* [Task directions]: This exercise calls for every record to be set down exactly.

[Referring expression data]
################

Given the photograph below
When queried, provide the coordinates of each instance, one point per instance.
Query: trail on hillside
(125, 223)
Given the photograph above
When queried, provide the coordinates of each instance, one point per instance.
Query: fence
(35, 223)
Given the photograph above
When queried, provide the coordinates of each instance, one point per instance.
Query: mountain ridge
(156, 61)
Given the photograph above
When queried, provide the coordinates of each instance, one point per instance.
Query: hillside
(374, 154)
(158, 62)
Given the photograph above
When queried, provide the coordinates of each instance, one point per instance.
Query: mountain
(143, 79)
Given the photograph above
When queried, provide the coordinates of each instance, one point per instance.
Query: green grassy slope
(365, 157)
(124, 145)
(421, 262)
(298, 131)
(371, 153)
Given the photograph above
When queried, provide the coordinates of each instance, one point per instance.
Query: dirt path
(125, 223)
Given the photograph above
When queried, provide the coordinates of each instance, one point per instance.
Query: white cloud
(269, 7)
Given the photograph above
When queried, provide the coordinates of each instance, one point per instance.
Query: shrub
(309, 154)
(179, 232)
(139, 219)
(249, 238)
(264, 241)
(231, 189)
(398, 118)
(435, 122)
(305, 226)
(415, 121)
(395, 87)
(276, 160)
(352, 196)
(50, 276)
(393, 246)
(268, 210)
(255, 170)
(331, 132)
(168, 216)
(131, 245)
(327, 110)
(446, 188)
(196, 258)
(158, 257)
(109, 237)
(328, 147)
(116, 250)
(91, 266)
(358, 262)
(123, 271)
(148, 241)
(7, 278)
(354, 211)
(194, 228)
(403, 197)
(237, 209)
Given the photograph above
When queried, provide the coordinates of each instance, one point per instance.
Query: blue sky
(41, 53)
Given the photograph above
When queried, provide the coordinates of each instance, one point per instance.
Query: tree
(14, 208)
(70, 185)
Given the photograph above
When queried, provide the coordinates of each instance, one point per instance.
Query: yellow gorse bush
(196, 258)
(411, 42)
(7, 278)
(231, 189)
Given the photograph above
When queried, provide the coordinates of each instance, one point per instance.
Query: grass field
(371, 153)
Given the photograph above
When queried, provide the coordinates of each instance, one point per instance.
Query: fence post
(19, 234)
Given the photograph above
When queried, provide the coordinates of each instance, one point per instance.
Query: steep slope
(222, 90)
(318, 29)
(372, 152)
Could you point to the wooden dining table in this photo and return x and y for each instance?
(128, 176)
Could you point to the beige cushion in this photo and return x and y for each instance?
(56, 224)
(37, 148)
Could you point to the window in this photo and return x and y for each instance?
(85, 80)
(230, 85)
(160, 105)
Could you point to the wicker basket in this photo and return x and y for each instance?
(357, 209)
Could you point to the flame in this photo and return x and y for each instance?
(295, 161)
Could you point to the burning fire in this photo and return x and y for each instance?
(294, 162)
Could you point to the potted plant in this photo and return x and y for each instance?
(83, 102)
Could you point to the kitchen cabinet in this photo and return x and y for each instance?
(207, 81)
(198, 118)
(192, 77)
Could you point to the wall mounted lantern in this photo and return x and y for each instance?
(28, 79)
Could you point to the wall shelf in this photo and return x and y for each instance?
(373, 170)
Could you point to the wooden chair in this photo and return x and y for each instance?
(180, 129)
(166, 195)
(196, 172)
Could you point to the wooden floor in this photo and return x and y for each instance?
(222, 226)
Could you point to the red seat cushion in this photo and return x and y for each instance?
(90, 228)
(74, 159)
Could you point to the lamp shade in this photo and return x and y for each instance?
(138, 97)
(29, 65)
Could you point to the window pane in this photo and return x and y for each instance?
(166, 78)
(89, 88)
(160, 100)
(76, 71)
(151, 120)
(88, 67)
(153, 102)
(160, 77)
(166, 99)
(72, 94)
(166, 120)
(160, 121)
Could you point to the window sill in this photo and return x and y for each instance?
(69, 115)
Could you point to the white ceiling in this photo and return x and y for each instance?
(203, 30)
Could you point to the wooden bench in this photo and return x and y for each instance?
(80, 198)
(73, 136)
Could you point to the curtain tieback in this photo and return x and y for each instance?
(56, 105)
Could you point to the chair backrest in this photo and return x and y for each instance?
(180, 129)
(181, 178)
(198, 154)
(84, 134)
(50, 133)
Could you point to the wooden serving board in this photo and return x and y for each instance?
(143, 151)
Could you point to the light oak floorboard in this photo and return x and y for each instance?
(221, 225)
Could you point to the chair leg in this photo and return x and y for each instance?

################

* [Written response]:
Given the photograph below
When queried, provide the coordinates of each instance, one point per instance.
Query: trail on hillside
(125, 223)
Given the photograph above
When queried, provide the coordinates of each instance, one point per instance.
Query: fence
(35, 223)
Given the photograph above
When queried, provide the coordinates of each instance, one point per instance.
Query: mountain ridge
(156, 61)
Given the photograph above
When queried, provide the coordinates of each instance, one point per instance.
Query: hillside
(374, 154)
(158, 62)
Given the photograph above
When queried, provide the coordinates of each instance, one point per instance.
Query: mountain
(143, 79)
Given the photograph above
When queried, provide the coordinates of each instance, one point per instance.
Query: green grassy slope
(365, 157)
(124, 145)
(421, 262)
(298, 131)
(371, 153)
Given the photograph above
When queried, provide the coordinates of each instance, one point per instance.
Query: dirt path
(125, 223)
Given the photograph above
When queried, provide the coordinates of each instance, one point per instance.
Query: white cloud
(269, 7)
Given the photograph above
When queried, provide the coordinates of each instance, one point per instance.
Query: shrub
(309, 154)
(179, 232)
(139, 219)
(249, 238)
(264, 241)
(231, 189)
(398, 118)
(435, 122)
(305, 226)
(415, 121)
(395, 87)
(276, 160)
(352, 196)
(50, 276)
(393, 246)
(268, 210)
(255, 170)
(331, 132)
(168, 216)
(131, 245)
(327, 110)
(446, 188)
(196, 258)
(158, 257)
(109, 237)
(328, 147)
(116, 250)
(91, 266)
(358, 262)
(123, 271)
(148, 241)
(7, 278)
(354, 211)
(194, 228)
(403, 197)
(237, 209)
Given the photograph above
When queried, provide the coordinates of each instance, one point per instance.
Query: blue sky
(41, 53)
Given the photograph above
When queried, provide the coordinates of each instance, one point per instance.
Query: tree
(14, 208)
(70, 185)
Given the photograph above
When queried, provide the coordinates of each instance, one point per instance.
Query: yellow gorse bush
(196, 258)
(411, 42)
(7, 278)
(231, 189)
Given the photograph above
When queried, provide the coordinates of each instance, one point per instance.
Query: grass field
(371, 153)
Given the photograph above
When queried, provide the coordinates of each instance, one point per instance.
Query: fence post
(19, 234)
Given the photograph above
When queried, provide the coordinates of each instance, one point per instance.
Query: steep slope
(222, 90)
(318, 29)
(372, 152)
Could you point to the wooden dining table in this photo and return x and y for each instance?
(128, 176)
Could you point to the beige cushion in this photo and return x and y for each instance?
(56, 224)
(37, 148)
Could you point to the window in this photo and return x and y for each instance?
(85, 80)
(230, 85)
(160, 105)
Could you point to the wicker basket in this photo and return x and y for each instance?
(357, 209)
Could you point to the flame in this photo and return x and y for each instance?
(295, 161)
Could you point to the burning fire in this photo and return x and y for each instance?
(294, 162)
Could you point to the potted plant in this photo and return x and y for each instance?
(83, 102)
Could you point to the kitchen cabinet in this photo and return x and y for each instance?
(207, 81)
(198, 118)
(192, 77)
Could you point to the wall mounted lantern in this photo and return x and y for each instance?
(28, 79)
Could you point to the wall shelf in this photo and return x and y for each instance?
(373, 170)
Could you point to the wooden chair in this photo and return x and y for each instance?
(180, 129)
(166, 195)
(196, 172)
Could you point to the wooden floor in this photo and return x and y for each instance?
(222, 226)
Could you point to the red seat cushion in this photo and return x and y for each instance?
(90, 228)
(74, 159)
Could you point to the lamp shade in this photo and return x and y for each instance?
(138, 97)
(29, 65)
Could you point to the window pane in this photo and return x and y for each instance?
(166, 78)
(89, 88)
(160, 100)
(76, 71)
(151, 120)
(88, 67)
(153, 102)
(160, 77)
(166, 99)
(72, 94)
(166, 120)
(160, 121)
Could you point to the window sill in this photo and return x and y for each instance?
(69, 115)
Could you point to the white ceiling in this photo and return x and y for each instance?
(203, 30)
Could you point to the wooden bench in this photo and return x and y for each instance?
(80, 198)
(73, 136)
Could you point to the curtain tieback in this photo and return x and y for each instance?
(56, 105)
Could you point to the chair backrest in this photo and return x and y for each instance?
(180, 129)
(181, 178)
(198, 154)
(84, 134)
(50, 133)
Could you point to the wooden serving board in this photo and return x and y for each instance?
(143, 151)
Could you point to the light oak floorboard in this photo and return x and y for each instance?
(221, 225)
Could you point to the chair leg in this photo and return x and y for each instance?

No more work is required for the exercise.